— ABOUT THIS TASK —
Return the material exactly. Every line must stay as it is.

----- RECORDS FOR PROCESSING -----

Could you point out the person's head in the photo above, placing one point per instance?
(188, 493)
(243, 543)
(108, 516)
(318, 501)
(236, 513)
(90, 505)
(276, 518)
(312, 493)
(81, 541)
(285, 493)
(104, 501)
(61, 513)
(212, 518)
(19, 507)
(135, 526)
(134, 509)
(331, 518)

-----

— ANSWER BOX —
Could you point out the person's head in the photo above, placing one point per instance?
(188, 493)
(243, 543)
(108, 516)
(318, 501)
(236, 513)
(90, 505)
(276, 518)
(312, 493)
(81, 541)
(285, 493)
(104, 501)
(61, 513)
(212, 518)
(19, 507)
(135, 526)
(134, 509)
(331, 518)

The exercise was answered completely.